* Task inputs
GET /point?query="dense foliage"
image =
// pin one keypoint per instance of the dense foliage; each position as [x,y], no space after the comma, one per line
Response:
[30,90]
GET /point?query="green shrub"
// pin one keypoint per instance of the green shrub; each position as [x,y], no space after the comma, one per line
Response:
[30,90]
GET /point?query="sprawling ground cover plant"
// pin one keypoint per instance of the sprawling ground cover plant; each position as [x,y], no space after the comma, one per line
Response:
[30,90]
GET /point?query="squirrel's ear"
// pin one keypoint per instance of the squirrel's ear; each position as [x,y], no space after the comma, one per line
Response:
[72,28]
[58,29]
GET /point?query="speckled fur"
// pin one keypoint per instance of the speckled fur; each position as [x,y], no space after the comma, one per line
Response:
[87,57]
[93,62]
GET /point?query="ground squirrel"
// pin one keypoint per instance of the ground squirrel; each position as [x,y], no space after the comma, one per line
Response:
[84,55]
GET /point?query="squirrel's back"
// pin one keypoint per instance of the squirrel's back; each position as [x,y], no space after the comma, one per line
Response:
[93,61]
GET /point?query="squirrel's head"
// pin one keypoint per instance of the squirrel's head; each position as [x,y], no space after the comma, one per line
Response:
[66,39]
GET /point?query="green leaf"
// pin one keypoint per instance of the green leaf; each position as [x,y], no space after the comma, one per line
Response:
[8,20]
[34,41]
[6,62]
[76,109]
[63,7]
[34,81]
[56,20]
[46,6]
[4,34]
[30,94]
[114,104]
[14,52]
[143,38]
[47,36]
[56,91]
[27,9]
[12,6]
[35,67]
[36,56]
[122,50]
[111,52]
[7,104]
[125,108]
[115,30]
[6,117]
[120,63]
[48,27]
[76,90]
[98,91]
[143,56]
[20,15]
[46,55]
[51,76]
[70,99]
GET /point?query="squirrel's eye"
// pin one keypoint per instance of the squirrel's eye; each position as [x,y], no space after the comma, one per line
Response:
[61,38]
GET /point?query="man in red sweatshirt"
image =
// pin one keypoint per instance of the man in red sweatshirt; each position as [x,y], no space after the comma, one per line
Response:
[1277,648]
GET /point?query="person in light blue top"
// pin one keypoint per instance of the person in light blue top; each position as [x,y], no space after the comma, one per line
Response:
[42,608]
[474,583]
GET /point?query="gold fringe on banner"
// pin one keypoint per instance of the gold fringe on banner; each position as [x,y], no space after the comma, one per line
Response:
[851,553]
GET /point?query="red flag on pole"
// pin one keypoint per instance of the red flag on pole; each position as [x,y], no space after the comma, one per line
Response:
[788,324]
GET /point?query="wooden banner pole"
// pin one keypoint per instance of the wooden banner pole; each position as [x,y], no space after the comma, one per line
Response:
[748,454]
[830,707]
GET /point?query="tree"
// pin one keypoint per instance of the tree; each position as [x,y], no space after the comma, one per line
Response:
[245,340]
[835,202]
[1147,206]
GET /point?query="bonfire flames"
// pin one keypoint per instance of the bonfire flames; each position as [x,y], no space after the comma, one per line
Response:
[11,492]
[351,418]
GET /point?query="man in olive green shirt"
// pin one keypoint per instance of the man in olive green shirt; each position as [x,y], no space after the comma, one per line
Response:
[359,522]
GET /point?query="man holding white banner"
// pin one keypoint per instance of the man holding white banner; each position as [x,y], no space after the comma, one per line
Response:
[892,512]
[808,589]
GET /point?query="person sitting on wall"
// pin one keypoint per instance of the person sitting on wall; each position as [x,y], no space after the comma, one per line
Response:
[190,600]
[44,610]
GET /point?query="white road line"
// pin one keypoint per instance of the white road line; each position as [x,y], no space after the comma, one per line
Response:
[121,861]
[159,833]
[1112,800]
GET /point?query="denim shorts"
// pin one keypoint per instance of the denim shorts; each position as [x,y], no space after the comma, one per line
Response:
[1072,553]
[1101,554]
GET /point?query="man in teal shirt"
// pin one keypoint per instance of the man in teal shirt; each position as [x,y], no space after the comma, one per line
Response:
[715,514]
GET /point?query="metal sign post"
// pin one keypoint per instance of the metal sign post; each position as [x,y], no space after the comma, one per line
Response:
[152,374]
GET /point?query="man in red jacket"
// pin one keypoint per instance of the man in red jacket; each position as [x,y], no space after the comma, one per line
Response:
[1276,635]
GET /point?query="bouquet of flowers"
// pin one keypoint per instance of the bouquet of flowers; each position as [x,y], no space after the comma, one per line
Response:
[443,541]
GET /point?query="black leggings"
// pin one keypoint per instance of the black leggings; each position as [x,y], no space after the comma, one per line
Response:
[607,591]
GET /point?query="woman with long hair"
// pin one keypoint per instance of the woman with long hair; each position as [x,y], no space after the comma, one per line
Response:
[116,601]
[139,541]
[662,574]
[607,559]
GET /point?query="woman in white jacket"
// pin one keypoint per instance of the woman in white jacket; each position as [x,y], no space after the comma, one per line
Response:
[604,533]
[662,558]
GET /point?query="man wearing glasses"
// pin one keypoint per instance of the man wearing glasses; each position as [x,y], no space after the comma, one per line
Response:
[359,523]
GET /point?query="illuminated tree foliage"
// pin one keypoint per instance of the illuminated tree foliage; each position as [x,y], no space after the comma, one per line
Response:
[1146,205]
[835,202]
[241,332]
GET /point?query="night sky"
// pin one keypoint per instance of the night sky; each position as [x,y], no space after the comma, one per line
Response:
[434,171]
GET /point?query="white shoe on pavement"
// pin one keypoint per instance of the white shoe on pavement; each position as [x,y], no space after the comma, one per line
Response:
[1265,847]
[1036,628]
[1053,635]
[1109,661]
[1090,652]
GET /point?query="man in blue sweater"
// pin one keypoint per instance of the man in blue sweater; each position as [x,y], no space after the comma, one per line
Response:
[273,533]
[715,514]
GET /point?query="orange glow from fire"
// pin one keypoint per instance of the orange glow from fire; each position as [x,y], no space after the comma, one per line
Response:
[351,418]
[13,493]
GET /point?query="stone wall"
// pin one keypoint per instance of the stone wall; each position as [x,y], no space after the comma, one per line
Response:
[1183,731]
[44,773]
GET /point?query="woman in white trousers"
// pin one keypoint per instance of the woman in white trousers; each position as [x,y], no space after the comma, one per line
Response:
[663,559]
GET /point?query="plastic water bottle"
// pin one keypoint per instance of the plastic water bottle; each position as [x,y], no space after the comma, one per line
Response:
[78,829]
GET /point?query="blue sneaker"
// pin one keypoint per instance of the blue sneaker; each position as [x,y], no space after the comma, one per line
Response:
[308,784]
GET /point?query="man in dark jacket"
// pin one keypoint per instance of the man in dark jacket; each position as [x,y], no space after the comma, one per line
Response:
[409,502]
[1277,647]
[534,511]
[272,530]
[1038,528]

* Work task
A complete, exact transcription of the data above is required.

* Completed exercise
GET /point?query="dense foliage"
image =
// pin one keypoint per instance of the dense foliage; each position as [x,y], no space after the comma, one per line
Response:
[30,90]
GET /point?query="green shrub"
// pin one keypoint per instance of the green shrub; each position as [x,y], no space after the comma, one per line
Response:
[30,90]
GET /point?query="sprawling ground cover plant"
// pin one keypoint per instance of the sprawling ground cover plant; each position as [x,y], no space after the comma, one per line
Response:
[30,90]
GET /point?query="squirrel's ear"
// pin one keypoint per instance of the squirrel's ear; each position as [x,y], no space after the comma, one per line
Response:
[72,28]
[58,29]
GET /point?query="speckled fur"
// pin one keypoint per instance of the speckled fur; each position as [x,y], no space after the comma, one per line
Response:
[87,57]
[93,62]
GET /point?query="ground squirrel"
// pin one keypoint per instance of the ground squirrel; each position as [x,y], no space after the comma, one per line
Response:
[84,55]
GET /point?query="squirrel's back"
// pin one keypoint per instance of the squirrel's back; each position as [x,y], no space after the comma, one per line
Response:
[93,61]
GET /point?query="squirrel's head"
// pin one keypoint per instance of the squirrel's head; each position as [x,y], no space after the comma, one per line
Response:
[66,39]
GET /point?query="green leaf"
// pin one keypoint per instance of the green leaf; each position as [x,y], no space after the comma, one per line
Response:
[8,20]
[34,41]
[6,62]
[76,109]
[63,7]
[34,81]
[56,20]
[46,6]
[4,34]
[30,94]
[114,104]
[14,52]
[143,38]
[47,36]
[56,91]
[27,9]
[12,6]
[35,67]
[36,56]
[122,50]
[111,52]
[7,104]
[125,108]
[115,30]
[6,117]
[120,63]
[48,27]
[76,90]
[98,91]
[143,56]
[20,15]
[46,55]
[51,76]
[70,99]
GET /point?query="squirrel's eye"
// pin one keypoint per instance of the squirrel's eye; each position as [x,y], no space after the comma, one per line
Response:
[61,38]
GET /point?query="man in red sweatshirt"
image =
// pin one keypoint per instance of the man in red sweatshirt; each position as [x,y], no space after the comma, one per line
Response:
[1277,648]
GET /point?query="person in light blue top"
// pin one keypoint per instance of the person in light blue top; each position as [x,y], no space after the comma, one per line
Response:
[42,608]
[474,583]
GET /point?query="gold fringe on banner"
// pin one keypoint per instance of the gold fringe on banner; each position as [x,y], no space after the comma, one per line
Response:
[851,553]
GET /point?query="red flag on pole"
// pin one keypoint per instance of the red flag on pole; each position as [x,y], no space after the comma, one per line
Response:
[788,324]
GET /point?query="wooden banner pole"
// pin one keypoint per instance of the wooden banner pole; each position as [x,y], no space after the comma, one per line
Response:
[748,454]
[830,707]
GET /point?query="tree"
// pin one keypoint per instance of the tree; each position as [x,y], no space after the comma, one per line
Response:
[245,340]
[835,202]
[1147,206]
GET /point?query="bonfire flames"
// pin one keypoint per instance of the bonfire flames; each position as [x,y], no space after the comma, one per line
Response:
[11,492]
[351,418]
GET /point?query="man in olive green shirt"
// pin one keypoint per instance of the man in olive green shirt; each position as [x,y], no space after the comma, one per line
Response:
[359,522]
GET /point?query="man holding white banner"
// pin one keypoint per instance of the man holding white banner; each position as [x,y], no space after the comma, one per line
Response:
[892,512]
[808,589]
GET /point?query="person sitting on wall"
// pin one keypoint per instance of the person sitting on wall; each position as [x,y], no space after the comma, one per line
Response:
[190,600]
[44,610]
GET /point?query="white road line"
// pin one keypoint per instance of the white road line; each position as [x,y], no space after the comma, one per line
Response:
[121,861]
[159,833]
[1112,800]
GET /point?query="denim shorts"
// pin one keypoint per instance of the denim shorts; each position as [x,y], no space after the comma, one per line
Response:
[1072,553]
[1101,554]
GET /point?query="man in teal shirt"
// pin one keypoint per instance of the man in teal shirt; each position as [x,y], no space after the comma, one per line
Response:
[715,514]
GET /point?query="metal sign post"
// pin one keypoint per instance of the metal sign post; each position as [x,y], no space after the comma, one per line
Response:
[152,374]
GET /point?query="man in red jacket"
// pin one keypoint per instance of the man in red jacket; each position as [x,y], no space after the comma, one per line
Response:
[1276,635]
GET /point?query="bouquet of flowers"
// pin one keypoint per instance of the bouquet of flowers; each position as [x,y], no space after the comma, one per line
Response:
[443,541]
GET /point?query="black leggings"
// pin one keypoint per instance of the black leggings; each position as [x,y], no space after the comma, one per line
Response:
[607,591]
GET /point?query="woman with long hair"
// pin one keypoint per instance of the woman with long hair; each position as [x,y], no space after the comma, one per line
Response:
[116,601]
[139,541]
[662,574]
[607,559]
GET /point?query="woman in white jacket"
// pin one keypoint per instance of the woman in white jacket; each position as [x,y], no space after the comma, one per line
Response:
[604,533]
[662,558]
GET /point?query="man wearing glasses"
// pin one keypoint per instance of the man wearing glasses; each position as [x,y], no space after the comma, one per line
Response:
[359,523]
GET /point?query="illuminated tree foliage"
// pin one keypoint per instance of the illuminated tree foliage; each position as [x,y], no space after the comma, one per line
Response:
[1146,205]
[835,202]
[241,332]
GET /point?query="night sky"
// pin one keypoint per instance of the night sky; each position as [x,y], no space after the comma, one per line
Response:
[434,171]
GET /point?query="white shoe on pavement"
// pin one keypoint per instance of the white shoe on pavement; each position as [x,y], no space after the comma, one per line
Response:
[1265,847]
[1036,628]
[1053,635]
[1109,661]
[1090,652]
GET /point?query="man in blue sweater"
// pin one keypoint per instance of the man in blue sweater; each position as [x,y], no space after the comma, one per line
Response:
[273,533]
[715,514]
GET /point?query="orange glow from fire"
// pin one keypoint per instance of the orange glow from fire; each position as [x,y], no space after the comma, one per line
Response:
[351,418]
[13,493]
GET /point?query="stone wall"
// pin one keypoint per instance of the stone wall; each position as [x,y], no space after the comma, one per line
Response:
[1183,731]
[44,773]
GET /point?query="woman in white trousers"
// pin one keypoint per instance of the woman in white trousers; each position as [x,y], no space after the comma, one per line
Response:
[663,559]
GET /point?query="plastic water bottle"
// pin one keypoint per instance of the plastic water bottle; each position as [x,y], no space after the comma, one per line
Response:
[78,829]
GET /point?query="blue sneaker"
// pin one keypoint per instance of the blue sneaker; each position as [x,y], no space after the comma, one per line
Response:
[308,784]
GET /point?query="man in dark jacket"
// pin one keypoint per instance of the man in dark jacket; each position as [x,y], no space after the comma, one per line
Response:
[409,502]
[1277,647]
[534,511]
[272,530]
[1038,528]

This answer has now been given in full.